__Exercise description__: What is needed is the run of lines from the one with "Might you point out the blonde" through the close of the data, set down exactly.

Start of Record excerpts

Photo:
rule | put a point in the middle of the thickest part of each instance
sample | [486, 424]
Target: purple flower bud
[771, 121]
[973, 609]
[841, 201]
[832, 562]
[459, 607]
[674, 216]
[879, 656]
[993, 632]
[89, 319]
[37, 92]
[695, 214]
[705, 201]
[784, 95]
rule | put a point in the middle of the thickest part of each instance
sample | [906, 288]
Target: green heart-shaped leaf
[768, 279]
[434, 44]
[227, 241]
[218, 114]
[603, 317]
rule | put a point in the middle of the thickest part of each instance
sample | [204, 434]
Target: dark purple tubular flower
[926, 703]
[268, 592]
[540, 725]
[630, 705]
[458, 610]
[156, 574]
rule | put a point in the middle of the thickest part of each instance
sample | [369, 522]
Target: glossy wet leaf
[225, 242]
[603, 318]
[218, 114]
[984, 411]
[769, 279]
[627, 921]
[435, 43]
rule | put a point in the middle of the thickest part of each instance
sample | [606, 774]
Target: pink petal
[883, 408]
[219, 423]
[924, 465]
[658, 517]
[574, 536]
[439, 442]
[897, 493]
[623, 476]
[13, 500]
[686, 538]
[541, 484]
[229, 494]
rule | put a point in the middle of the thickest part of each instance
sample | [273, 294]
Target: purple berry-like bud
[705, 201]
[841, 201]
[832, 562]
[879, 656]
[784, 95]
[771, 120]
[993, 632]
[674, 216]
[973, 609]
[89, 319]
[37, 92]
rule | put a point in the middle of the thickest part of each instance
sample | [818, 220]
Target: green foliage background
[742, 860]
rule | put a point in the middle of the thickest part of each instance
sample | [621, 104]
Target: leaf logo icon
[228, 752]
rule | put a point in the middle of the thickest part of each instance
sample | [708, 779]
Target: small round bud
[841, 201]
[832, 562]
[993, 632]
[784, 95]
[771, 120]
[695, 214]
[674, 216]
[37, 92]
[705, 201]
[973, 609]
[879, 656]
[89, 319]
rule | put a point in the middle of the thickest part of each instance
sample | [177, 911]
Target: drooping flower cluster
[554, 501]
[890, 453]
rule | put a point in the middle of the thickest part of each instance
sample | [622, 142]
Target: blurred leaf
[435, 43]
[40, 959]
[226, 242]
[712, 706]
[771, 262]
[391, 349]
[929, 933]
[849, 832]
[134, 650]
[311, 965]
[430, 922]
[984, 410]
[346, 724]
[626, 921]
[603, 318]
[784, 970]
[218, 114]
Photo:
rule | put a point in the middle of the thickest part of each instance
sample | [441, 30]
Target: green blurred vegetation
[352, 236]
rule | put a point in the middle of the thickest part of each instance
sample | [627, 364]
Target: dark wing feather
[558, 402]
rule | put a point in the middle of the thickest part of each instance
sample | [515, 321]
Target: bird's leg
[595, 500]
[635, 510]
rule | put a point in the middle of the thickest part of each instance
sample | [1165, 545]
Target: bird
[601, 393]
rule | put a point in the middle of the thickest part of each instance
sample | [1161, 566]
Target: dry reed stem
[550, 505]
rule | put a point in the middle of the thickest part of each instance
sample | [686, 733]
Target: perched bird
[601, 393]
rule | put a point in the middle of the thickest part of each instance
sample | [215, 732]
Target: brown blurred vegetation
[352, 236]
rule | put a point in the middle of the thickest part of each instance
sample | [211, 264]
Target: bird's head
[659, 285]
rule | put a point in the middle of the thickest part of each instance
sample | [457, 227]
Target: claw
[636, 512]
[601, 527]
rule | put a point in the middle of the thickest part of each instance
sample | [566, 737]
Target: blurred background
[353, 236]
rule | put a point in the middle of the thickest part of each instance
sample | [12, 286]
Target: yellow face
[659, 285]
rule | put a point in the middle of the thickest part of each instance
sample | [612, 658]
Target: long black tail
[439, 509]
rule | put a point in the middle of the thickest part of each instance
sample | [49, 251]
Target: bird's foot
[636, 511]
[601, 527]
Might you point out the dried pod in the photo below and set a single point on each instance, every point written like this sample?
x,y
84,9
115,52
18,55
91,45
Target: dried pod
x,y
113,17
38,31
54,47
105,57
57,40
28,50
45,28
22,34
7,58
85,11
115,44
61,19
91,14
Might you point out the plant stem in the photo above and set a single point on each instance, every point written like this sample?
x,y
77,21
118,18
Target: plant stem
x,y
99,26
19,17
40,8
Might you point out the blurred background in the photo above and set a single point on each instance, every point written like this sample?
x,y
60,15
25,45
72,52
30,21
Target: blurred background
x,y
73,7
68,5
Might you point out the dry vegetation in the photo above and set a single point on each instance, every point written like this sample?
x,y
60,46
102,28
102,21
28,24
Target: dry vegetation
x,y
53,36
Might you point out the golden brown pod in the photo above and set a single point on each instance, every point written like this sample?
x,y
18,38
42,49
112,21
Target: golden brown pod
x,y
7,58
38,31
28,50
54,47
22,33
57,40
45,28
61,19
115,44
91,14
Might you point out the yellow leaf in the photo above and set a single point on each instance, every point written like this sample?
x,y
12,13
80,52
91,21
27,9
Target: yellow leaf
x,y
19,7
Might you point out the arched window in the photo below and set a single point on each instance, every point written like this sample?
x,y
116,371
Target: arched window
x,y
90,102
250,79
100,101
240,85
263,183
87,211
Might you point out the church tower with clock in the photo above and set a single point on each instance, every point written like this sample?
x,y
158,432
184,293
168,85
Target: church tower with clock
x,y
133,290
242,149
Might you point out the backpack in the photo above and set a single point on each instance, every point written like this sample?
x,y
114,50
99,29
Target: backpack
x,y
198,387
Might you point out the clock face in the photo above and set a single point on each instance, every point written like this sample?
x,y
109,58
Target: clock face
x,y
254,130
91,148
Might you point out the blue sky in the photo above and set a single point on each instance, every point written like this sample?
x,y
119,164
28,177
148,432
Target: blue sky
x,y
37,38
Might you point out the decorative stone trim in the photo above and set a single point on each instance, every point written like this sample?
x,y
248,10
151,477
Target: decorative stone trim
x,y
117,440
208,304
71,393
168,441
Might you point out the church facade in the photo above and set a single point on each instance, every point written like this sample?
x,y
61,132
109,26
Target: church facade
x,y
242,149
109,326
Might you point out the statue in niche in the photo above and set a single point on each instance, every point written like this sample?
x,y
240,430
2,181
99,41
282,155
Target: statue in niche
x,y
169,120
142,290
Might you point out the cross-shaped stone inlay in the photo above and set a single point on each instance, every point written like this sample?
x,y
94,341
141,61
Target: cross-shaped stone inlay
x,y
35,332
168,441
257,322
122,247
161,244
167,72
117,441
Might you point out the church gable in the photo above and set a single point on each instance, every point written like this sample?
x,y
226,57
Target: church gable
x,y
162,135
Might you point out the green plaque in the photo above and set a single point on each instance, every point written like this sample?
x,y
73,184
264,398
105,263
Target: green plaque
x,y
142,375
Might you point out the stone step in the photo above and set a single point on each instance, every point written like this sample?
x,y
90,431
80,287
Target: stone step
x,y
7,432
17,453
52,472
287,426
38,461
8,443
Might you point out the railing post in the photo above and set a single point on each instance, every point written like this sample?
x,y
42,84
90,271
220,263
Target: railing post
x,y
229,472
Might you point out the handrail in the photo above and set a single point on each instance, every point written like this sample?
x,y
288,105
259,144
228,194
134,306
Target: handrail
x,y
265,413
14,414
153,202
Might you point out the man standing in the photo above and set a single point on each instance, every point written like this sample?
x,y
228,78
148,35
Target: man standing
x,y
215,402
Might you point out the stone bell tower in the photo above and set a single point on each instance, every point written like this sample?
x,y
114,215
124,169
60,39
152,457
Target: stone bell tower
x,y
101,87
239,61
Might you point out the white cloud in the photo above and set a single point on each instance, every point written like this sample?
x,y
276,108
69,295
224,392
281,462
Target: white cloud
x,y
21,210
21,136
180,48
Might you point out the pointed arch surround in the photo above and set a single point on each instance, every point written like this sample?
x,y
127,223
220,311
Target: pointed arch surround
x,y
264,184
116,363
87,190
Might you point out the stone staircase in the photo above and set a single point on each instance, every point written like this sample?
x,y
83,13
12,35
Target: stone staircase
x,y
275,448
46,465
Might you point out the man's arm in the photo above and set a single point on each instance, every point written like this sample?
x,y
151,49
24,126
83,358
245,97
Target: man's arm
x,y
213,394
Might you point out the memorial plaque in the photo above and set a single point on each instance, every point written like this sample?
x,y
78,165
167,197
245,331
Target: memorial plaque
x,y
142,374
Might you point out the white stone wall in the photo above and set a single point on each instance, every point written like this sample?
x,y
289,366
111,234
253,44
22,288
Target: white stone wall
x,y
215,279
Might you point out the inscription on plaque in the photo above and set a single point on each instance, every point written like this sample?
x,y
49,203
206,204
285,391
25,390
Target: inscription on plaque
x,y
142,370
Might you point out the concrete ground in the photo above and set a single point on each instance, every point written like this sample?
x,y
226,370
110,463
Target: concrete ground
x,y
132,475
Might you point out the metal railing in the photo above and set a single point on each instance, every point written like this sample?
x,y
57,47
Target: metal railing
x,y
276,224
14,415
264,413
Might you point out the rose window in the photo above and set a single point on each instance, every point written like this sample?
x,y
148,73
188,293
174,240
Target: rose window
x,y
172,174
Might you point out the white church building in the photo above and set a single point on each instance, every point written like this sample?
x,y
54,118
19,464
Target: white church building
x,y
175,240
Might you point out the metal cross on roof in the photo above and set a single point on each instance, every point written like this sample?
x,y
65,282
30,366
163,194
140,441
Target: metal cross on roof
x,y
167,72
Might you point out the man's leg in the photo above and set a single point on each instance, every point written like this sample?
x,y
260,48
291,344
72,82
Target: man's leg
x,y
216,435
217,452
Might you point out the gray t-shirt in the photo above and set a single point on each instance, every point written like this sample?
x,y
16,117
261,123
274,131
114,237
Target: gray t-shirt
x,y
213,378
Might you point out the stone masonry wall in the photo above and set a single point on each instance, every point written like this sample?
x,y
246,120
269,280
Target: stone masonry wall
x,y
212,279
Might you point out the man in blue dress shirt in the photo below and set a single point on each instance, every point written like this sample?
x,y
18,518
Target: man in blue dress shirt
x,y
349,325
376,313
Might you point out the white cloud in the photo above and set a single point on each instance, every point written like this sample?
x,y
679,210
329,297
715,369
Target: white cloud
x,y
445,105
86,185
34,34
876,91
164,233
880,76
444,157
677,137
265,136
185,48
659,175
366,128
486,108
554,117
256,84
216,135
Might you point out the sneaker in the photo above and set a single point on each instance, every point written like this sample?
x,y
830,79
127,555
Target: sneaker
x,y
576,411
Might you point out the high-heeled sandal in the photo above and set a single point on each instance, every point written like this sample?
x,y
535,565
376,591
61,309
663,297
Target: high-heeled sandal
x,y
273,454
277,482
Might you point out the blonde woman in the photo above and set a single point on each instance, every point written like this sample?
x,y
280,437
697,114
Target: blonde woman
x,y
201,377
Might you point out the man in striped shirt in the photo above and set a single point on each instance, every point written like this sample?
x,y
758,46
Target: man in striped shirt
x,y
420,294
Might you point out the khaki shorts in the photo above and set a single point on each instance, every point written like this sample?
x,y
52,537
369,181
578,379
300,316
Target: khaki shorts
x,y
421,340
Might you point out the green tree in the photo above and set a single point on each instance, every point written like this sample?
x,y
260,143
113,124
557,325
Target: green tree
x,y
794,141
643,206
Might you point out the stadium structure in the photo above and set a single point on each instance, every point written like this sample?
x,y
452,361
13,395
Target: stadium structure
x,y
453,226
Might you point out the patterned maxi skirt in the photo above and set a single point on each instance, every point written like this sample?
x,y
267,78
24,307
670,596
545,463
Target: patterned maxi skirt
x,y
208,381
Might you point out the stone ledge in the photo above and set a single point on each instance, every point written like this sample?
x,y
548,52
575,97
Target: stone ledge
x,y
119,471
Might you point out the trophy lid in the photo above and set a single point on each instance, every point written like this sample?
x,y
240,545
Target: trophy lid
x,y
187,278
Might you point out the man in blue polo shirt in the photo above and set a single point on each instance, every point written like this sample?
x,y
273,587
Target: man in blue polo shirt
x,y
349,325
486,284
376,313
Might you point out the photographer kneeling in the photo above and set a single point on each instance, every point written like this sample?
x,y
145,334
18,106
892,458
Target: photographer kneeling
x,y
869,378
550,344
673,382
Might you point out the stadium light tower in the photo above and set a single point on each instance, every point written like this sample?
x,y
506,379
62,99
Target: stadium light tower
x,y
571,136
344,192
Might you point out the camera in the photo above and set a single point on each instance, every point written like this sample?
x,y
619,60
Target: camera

End of Record excerpts

__Answer to the exercise__:
Might you point out the blonde woman in the photo above and set a single point on each instance, every point written like this sample?
x,y
280,437
697,114
Target: blonde woman
x,y
201,377
Might you point out the man in striped shirt in the photo above and set a single point on each instance, every point written like this sample?
x,y
758,46
Target: man in striped shirt
x,y
420,294
Might you point out the khaki shorts in the photo above and set a single point on each instance, every point written like this sample?
x,y
52,537
369,181
578,379
300,316
Target: khaki shorts
x,y
421,340
Might you point out the green tree in the photo above and set a single point on each instance, every point written like this sample?
x,y
260,143
113,124
557,325
Target: green tree
x,y
794,141
643,206
Might you point out the stadium structure in the photo above and set a single point on each instance, every point written like this sample?
x,y
452,361
13,395
Target: stadium structure
x,y
453,226
Might you point out the patterned maxi skirt in the photo above and set a single point on each instance, every point written like this sample?
x,y
267,78
24,307
670,596
545,463
Target: patterned maxi skirt
x,y
208,381
Might you point out the stone ledge in the photo above and set a single point on each instance, every point written like this sample?
x,y
548,52
575,97
Target: stone ledge
x,y
119,471
Might you point out the trophy lid in the photo above and set a single point on each instance, every point written like this sample?
x,y
240,545
Target: trophy lid
x,y
187,278
Might you point out the man in blue polo shirt in the photo above and set a single point on each instance, every point written like this sample?
x,y
273,587
Target: man in blue polo shirt
x,y
349,325
486,284
376,313
Might you point out the photographer kneeling in the photo above and set a single point on each instance, every point written like this sample?
x,y
145,334
18,106
892,458
Target: photographer kneeling
x,y
869,378
550,344
673,382
Might you point out the stadium light tower in the photo above and set a single point on each instance, every point written like this sample?
x,y
506,379
62,99
Target: stadium light tower
x,y
571,136
344,192
Might you point out the camera in the photo above and set a single point on each instance, every point written like this sample?
x,y
619,60
Target: camera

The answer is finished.